- _COMPITO A_
Riassumi in due frasi il brano su Villemagne.
- _COMPITO B_
Rispondi a queste domande sul brano su Villemagne:
(i) Dove lavora Villemagne?
(ii) Quale opera di Dante legge durante il viaggio?
(iii) Quanti chilometri aveva percorso nel viaggio precedente, e in quanti mesi?
- _COMPITO C_
Trascrivi il passo del brano su Villemagne da "François-Xavier de Villemagne" a "per gli incontri.".

- _ESTRATTO DEL DOCUMENTO_

——

François-Xavier de Villemagne ha un diploma di ingegnere e lavora in banca. Nulla di meno mistico dei dossier finanziari. Ma il suo lavoro lo ha portato in giro per il mondo ed è forse da qui che si è sviluppata la sua passione per i viaggi e per gli incontri.

Villemagne non fa trekking né sfide sportive. Quando decide di prendere un anno sabbatico e di partire per Roma ha in mente il Grand Tour. Vuole seguire le tracce di Goethe, di Stendhal e di tutti gli altri scrittori e poeti che hanno visitato e amato l'Italia. Scoprire i luoghi di Virgilio, quelli del Decamerone e il paese di Dante (la Divina Commedia sarà una delle sue letture durante il viaggio), ammirare le vestigia del passato e i paesaggi immaginati nelle descrizioni lette sui libri.

Ma non è solo l'aspetto culturale a guidare i passi del viaggiatore. Anzi, forse non è il principale.

Se non ci fosse stata, al termine del viaggio, la sede della Chiesa, la Santa Sede forse non mi sarei rimesso in cammino. È un pellegrino dunque. Anche se Villemagne è un po' reticente ad accettare il termine che, nel suo caso, considera riduttivo. Piuttosto, dice, è il richiamo di un'Italia sognata, congiunzione di desideri e di necessità a metterlo in strada. Ma in definitiva ciò che lo spinge a camminare è prima di tutto la sua ricerca spirituale e l'esigenza di approfondire la sua fede cristiana. Non è un caso se il suo precedente viaggio, anche questo raccontato in un libro: Pèlerin d'Orient, lo aveva condotto a Gerusalemme. 6400 chilometri in otto mesi, partendo da Parigi. Quando decide di partire verso l'Italia dunque, la destinazione è per lui evidente: sarà la tomba dell'apostolo Pietro a Roma. Ma a Villemagne non basta scegliere la strada più corta. Vuole uscire dei “sentieri battuti”, in questo caso la classica via Francigena. Per questo progetta un itinerario molto particolare.

——

Voci di dati:
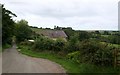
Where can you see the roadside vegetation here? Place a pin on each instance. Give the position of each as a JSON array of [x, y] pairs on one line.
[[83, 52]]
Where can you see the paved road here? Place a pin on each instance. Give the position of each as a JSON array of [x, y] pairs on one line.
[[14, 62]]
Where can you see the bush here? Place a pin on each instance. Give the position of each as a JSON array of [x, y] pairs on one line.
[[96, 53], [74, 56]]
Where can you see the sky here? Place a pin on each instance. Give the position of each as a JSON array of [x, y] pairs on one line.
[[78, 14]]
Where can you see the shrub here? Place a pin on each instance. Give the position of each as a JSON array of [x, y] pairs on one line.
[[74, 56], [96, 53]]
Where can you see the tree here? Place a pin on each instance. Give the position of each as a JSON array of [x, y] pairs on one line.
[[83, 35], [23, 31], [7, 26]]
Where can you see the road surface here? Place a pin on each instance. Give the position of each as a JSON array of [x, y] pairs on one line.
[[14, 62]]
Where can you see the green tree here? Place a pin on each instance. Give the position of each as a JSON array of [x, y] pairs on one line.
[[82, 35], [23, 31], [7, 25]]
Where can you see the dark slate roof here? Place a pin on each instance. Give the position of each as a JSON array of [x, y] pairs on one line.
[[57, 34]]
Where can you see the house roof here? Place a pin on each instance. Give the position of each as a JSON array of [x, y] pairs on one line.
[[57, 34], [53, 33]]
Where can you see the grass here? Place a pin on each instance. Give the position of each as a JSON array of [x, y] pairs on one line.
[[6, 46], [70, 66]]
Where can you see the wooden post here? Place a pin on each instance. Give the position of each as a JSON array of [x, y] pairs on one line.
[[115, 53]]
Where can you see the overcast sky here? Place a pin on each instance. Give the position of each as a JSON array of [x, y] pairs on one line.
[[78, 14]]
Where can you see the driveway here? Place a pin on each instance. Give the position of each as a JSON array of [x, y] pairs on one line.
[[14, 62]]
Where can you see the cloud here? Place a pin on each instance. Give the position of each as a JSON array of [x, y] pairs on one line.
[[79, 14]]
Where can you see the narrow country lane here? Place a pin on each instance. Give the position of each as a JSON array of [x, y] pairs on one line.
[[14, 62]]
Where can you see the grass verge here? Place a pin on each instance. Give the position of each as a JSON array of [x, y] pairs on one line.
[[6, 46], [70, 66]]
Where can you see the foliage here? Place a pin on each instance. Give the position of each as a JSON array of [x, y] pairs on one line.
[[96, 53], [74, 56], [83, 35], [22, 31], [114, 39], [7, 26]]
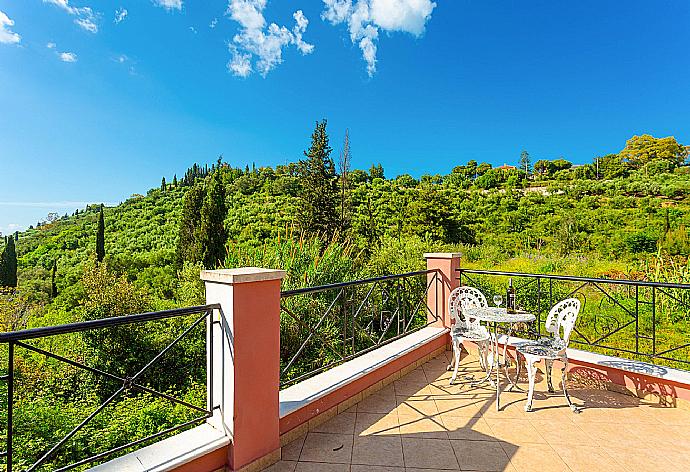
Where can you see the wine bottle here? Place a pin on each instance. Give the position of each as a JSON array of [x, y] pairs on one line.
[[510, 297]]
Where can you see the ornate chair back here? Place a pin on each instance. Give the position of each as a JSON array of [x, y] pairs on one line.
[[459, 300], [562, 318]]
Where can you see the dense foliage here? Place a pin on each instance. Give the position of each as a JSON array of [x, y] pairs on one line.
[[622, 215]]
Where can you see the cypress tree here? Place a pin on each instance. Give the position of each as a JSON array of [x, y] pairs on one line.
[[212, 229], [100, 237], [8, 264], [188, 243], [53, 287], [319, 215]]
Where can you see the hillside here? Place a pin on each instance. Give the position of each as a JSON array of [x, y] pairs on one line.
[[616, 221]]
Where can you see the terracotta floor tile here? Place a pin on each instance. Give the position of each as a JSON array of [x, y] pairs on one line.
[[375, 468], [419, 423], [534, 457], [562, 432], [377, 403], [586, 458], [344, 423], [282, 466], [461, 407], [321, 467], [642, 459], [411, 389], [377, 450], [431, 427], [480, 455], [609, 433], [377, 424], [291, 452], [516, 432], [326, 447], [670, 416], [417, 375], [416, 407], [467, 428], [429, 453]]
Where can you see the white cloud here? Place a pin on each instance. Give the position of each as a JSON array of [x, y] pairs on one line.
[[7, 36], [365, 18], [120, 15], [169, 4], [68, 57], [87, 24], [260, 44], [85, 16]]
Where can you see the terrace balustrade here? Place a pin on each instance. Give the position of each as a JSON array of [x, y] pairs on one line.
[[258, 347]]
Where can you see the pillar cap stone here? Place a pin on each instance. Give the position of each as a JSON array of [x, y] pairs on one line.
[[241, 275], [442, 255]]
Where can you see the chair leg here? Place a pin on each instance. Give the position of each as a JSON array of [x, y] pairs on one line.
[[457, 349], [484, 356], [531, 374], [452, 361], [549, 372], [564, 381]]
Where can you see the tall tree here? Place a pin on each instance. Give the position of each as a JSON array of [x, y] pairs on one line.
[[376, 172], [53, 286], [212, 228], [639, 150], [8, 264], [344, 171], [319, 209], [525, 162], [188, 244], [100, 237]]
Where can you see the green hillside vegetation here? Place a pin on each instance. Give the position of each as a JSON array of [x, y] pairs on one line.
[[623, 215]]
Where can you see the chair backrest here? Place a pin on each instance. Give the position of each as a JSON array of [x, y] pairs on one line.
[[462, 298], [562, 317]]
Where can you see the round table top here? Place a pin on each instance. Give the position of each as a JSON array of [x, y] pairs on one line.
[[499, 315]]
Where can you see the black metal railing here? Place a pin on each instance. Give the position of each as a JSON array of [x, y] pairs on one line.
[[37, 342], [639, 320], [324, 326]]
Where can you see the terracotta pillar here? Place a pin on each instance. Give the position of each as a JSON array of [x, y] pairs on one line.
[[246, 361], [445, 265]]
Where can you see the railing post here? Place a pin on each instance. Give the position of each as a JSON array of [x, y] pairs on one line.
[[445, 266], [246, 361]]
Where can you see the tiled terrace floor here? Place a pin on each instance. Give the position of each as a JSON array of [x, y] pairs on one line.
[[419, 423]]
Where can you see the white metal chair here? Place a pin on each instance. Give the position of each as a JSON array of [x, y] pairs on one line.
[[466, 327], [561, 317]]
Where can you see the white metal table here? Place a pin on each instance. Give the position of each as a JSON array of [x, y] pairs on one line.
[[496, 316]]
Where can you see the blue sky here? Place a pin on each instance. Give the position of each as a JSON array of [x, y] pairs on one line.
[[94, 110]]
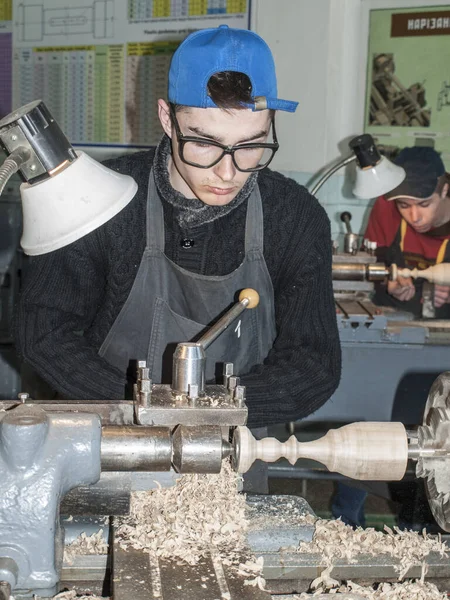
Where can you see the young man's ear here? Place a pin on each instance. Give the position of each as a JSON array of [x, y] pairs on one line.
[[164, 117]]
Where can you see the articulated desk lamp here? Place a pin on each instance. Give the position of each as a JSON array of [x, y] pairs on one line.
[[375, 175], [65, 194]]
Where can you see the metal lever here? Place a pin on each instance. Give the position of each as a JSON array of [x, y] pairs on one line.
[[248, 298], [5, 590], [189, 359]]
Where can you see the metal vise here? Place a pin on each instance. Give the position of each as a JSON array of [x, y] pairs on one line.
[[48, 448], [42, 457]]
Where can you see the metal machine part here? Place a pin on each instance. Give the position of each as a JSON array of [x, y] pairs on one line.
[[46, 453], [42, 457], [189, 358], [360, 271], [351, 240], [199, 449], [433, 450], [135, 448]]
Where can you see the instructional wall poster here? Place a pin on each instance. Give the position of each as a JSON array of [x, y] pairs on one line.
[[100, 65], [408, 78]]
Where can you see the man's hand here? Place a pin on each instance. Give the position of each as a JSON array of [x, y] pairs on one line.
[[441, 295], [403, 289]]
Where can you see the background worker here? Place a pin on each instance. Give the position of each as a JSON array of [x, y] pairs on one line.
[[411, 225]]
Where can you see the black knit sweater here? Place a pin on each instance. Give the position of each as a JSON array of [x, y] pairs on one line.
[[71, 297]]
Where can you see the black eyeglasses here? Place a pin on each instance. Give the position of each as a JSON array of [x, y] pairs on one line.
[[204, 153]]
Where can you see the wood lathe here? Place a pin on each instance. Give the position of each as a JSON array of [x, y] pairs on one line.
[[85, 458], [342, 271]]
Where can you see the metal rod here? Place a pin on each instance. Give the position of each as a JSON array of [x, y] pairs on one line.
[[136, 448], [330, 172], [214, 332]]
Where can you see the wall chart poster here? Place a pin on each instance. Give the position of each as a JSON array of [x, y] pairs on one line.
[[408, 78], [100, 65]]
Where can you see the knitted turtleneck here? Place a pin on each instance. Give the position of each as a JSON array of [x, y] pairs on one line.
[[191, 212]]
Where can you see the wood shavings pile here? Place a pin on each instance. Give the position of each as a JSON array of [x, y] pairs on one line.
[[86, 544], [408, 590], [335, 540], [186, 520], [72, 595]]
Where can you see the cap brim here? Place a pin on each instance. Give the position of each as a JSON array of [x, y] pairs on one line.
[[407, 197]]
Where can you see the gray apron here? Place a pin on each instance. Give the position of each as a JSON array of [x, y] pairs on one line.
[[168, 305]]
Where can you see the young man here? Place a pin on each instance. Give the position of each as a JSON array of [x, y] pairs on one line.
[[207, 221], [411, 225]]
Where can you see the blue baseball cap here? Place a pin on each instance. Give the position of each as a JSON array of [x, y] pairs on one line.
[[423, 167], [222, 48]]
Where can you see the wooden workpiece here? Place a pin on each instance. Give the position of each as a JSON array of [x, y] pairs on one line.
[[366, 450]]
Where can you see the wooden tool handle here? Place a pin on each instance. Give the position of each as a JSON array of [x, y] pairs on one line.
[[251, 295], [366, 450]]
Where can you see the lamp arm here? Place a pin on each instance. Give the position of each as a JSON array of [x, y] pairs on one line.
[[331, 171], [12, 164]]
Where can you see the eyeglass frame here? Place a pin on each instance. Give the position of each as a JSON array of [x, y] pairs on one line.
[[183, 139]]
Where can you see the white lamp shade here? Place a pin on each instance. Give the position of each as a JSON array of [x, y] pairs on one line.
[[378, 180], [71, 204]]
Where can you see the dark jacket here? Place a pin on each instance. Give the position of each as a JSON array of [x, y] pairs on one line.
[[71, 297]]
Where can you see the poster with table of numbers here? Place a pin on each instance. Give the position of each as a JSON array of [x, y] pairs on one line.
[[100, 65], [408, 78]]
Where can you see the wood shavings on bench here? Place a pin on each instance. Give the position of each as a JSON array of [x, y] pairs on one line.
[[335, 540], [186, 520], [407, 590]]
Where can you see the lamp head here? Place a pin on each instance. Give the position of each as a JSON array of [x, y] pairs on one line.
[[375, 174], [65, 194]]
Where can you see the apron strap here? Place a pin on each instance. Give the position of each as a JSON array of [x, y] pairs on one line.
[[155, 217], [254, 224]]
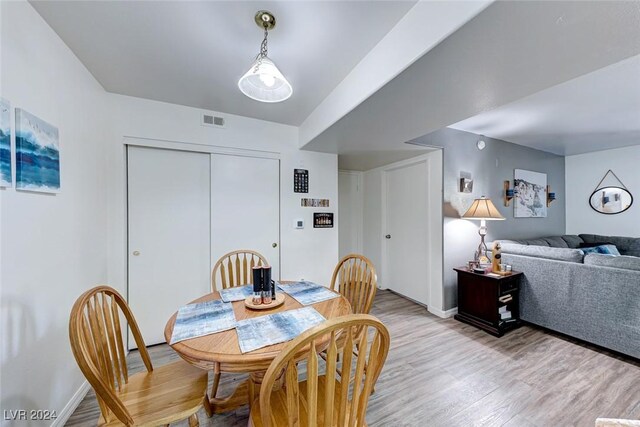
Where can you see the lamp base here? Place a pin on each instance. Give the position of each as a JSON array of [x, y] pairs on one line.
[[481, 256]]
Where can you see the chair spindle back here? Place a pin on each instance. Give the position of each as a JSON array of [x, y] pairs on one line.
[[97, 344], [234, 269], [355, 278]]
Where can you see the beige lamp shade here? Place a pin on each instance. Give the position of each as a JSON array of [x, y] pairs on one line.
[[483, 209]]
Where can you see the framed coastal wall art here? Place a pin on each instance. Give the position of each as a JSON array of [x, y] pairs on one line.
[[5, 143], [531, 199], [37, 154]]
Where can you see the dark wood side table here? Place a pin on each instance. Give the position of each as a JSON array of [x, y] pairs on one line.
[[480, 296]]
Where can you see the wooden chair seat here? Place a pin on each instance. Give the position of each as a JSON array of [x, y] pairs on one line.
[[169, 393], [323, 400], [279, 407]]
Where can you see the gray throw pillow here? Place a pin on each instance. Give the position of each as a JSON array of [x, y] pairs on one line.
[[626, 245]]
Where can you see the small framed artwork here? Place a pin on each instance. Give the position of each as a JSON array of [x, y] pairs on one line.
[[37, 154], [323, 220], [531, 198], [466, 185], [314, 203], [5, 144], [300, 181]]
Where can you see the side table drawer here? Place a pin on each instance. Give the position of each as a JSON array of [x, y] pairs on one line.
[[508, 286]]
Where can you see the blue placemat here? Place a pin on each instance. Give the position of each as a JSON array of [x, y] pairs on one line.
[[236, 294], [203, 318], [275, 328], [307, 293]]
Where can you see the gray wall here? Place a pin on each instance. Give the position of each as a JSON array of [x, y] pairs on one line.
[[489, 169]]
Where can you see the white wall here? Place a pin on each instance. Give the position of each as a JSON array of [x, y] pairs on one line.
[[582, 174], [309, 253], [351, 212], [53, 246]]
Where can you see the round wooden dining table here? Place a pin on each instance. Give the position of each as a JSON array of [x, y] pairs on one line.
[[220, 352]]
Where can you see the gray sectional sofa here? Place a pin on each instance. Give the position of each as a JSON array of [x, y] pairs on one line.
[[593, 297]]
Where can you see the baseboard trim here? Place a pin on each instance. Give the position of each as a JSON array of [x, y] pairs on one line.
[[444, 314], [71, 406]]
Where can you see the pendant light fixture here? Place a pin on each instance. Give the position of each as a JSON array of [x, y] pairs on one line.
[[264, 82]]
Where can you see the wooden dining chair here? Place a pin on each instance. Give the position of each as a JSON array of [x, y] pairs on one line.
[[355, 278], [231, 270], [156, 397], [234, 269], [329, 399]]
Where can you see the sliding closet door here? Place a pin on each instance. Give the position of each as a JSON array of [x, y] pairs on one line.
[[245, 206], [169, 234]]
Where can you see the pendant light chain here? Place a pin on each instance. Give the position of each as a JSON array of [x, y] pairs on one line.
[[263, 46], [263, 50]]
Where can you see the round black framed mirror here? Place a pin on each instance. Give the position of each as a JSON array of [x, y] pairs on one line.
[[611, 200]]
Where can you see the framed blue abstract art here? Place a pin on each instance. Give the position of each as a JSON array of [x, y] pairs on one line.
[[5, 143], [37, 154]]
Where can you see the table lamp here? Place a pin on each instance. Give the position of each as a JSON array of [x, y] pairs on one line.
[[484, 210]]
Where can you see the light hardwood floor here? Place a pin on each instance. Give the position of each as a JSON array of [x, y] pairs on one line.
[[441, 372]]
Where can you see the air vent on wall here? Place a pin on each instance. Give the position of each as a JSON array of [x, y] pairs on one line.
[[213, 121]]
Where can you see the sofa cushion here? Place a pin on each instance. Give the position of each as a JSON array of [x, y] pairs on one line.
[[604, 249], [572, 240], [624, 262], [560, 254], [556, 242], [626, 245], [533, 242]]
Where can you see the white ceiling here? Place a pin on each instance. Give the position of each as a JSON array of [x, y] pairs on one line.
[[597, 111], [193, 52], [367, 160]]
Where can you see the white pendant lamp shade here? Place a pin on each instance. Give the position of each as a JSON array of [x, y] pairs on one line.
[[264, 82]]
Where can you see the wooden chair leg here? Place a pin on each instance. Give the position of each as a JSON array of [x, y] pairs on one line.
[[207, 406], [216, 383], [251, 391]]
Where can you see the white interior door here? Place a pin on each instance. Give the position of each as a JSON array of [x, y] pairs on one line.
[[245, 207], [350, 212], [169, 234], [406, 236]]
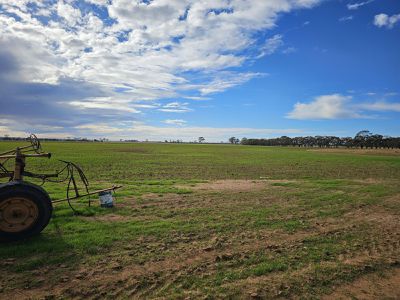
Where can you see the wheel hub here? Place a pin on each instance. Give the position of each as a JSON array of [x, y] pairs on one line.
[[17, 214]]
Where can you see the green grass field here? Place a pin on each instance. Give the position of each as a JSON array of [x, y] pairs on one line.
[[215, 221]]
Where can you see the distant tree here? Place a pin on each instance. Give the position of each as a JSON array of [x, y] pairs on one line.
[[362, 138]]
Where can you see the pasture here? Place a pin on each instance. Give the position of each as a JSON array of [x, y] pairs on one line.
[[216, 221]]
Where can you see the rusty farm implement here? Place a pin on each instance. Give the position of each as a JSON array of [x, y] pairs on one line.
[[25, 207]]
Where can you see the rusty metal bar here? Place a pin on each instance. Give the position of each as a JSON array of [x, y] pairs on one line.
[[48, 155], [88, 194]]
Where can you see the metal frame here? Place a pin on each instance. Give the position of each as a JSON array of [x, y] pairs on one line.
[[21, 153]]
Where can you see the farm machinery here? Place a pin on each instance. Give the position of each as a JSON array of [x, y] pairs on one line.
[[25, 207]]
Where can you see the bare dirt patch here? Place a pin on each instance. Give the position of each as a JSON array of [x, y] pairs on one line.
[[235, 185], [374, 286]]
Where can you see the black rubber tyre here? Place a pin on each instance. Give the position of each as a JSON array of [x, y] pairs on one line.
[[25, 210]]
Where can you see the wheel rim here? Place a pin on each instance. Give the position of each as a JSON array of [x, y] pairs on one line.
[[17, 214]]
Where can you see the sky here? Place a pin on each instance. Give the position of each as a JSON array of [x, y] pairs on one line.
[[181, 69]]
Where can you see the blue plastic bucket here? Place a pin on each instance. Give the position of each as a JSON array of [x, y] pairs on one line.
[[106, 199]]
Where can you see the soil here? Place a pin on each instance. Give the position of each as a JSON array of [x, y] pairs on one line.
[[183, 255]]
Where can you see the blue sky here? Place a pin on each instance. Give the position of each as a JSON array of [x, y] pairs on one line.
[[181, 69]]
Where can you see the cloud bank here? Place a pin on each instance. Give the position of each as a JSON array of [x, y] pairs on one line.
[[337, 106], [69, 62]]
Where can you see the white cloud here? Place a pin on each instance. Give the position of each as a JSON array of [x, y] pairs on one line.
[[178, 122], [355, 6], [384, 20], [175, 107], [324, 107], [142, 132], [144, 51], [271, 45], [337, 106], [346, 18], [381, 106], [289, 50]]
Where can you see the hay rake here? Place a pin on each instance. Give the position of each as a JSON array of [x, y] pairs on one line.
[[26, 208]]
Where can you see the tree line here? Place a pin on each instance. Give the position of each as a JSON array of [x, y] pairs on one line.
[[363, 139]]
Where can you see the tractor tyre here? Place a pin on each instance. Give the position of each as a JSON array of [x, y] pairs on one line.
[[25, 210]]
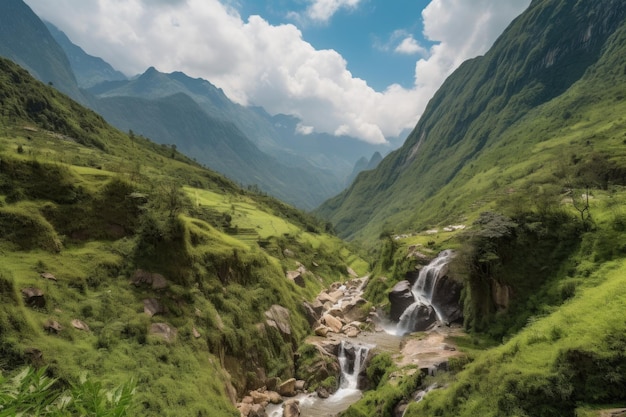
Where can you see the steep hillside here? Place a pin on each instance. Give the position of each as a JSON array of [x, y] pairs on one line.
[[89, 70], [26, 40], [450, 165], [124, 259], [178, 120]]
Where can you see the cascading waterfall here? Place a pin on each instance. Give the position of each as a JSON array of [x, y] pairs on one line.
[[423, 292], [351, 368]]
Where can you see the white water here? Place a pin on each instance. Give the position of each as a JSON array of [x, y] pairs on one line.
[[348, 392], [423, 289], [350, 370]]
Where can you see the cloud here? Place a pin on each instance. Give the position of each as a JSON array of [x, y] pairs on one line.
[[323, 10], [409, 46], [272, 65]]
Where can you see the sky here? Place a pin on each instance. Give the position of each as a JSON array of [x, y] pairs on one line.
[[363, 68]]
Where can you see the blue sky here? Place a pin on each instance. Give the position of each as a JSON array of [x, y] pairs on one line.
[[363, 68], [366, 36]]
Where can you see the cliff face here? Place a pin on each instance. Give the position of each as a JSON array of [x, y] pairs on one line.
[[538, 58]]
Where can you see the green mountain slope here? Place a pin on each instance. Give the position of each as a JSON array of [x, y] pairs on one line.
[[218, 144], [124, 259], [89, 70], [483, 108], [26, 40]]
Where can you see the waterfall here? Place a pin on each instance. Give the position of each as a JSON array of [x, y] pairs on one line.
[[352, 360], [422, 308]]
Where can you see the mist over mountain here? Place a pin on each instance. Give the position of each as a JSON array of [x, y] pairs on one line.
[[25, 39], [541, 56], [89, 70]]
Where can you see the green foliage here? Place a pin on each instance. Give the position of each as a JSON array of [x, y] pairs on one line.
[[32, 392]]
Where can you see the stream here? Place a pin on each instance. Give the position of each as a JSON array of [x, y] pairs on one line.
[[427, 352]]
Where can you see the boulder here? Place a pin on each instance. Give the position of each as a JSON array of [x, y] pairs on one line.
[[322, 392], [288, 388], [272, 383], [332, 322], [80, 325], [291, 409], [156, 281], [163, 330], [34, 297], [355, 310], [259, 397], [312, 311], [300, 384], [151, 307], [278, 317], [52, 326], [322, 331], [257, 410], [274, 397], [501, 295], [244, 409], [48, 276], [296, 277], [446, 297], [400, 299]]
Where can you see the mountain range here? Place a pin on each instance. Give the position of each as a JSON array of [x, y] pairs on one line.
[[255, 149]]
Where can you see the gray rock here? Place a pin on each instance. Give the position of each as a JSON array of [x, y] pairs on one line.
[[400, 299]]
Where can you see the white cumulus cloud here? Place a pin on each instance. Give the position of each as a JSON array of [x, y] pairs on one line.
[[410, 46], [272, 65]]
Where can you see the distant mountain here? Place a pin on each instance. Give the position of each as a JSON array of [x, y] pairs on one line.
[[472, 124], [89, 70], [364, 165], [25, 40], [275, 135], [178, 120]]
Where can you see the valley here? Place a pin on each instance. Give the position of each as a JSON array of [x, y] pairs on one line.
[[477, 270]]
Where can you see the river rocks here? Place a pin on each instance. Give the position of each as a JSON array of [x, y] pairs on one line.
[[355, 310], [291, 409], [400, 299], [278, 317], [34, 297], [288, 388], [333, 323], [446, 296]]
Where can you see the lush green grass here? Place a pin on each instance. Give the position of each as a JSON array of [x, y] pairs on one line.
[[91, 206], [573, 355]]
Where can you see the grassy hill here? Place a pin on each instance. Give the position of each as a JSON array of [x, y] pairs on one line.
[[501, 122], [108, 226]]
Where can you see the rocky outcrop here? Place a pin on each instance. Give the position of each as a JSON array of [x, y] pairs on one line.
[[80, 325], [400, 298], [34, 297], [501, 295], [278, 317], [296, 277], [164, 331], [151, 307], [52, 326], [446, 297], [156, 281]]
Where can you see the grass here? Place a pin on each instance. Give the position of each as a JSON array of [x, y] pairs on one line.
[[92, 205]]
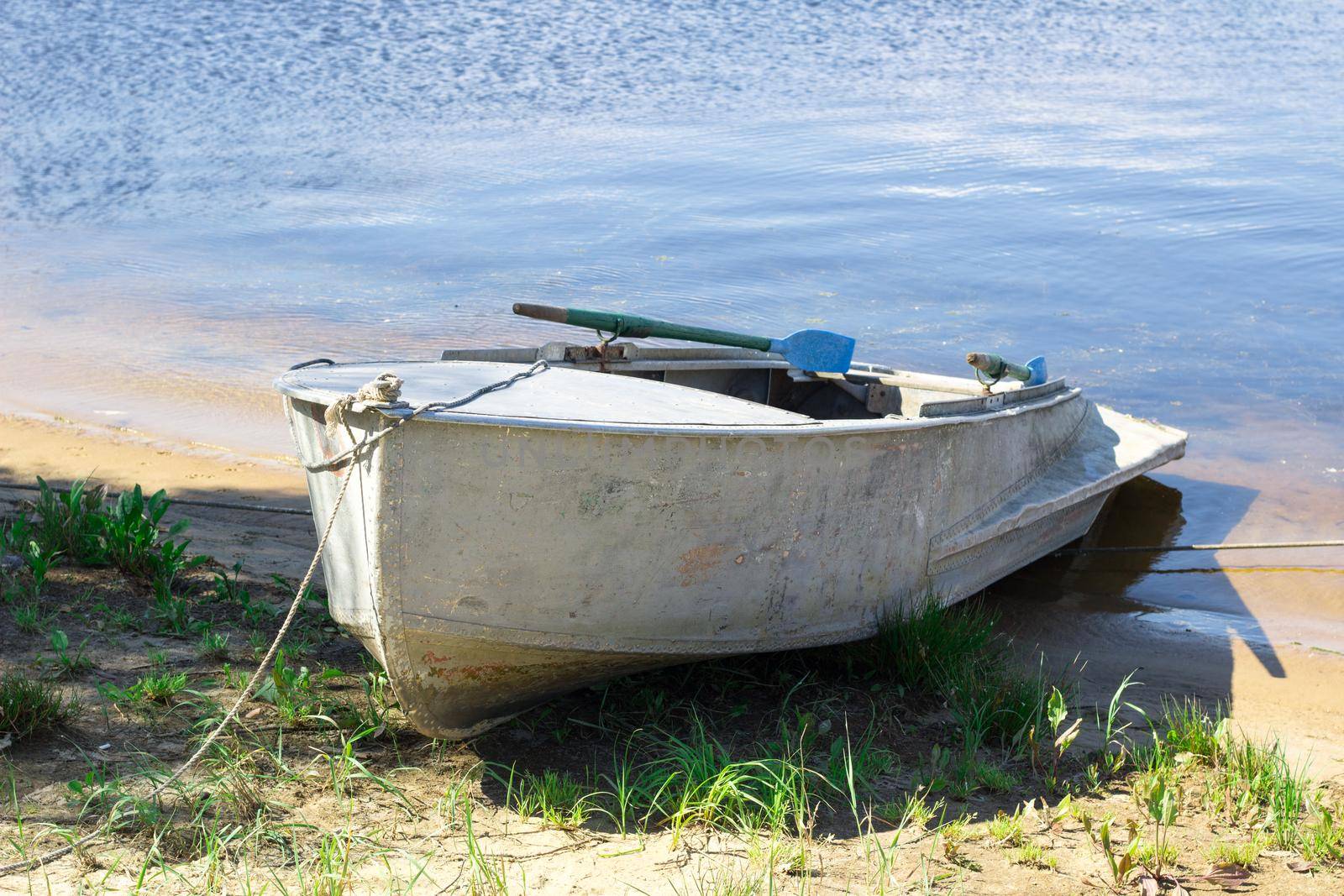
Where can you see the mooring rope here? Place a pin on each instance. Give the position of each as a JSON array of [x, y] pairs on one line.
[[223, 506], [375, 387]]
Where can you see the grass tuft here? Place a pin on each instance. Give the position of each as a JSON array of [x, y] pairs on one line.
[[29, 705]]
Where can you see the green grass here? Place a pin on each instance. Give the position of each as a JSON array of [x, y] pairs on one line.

——

- _RISPOSTA A_
François-Xavier de Villemagne, ingegnere che lavora in banca, prende un anno sabbatico per camminare fino a Roma sulle tracce degli scrittori del Grand Tour. A spingerlo è soprattutto la ricerca spirituale, e per arrivare alla tomba dell'apostolo Pietro progetta un itinerario particolare invece della classica via Francigena.

- _RISPOSTA B_
(i) In banca.
(ii) La Divina Commedia.
(iii) 6400 chilometri in otto mesi.

- _RISPOSTA C_
François-Xavier de Villemagne ha un diploma di ingegnere e lavora in banca. Nulla di meno mistico dei dossier finanziari. Ma il suo lavoro lo ha portato in giro per il mondo ed è forse da qui che si è sviluppata la sua passione per i viaggi e per gli incontri.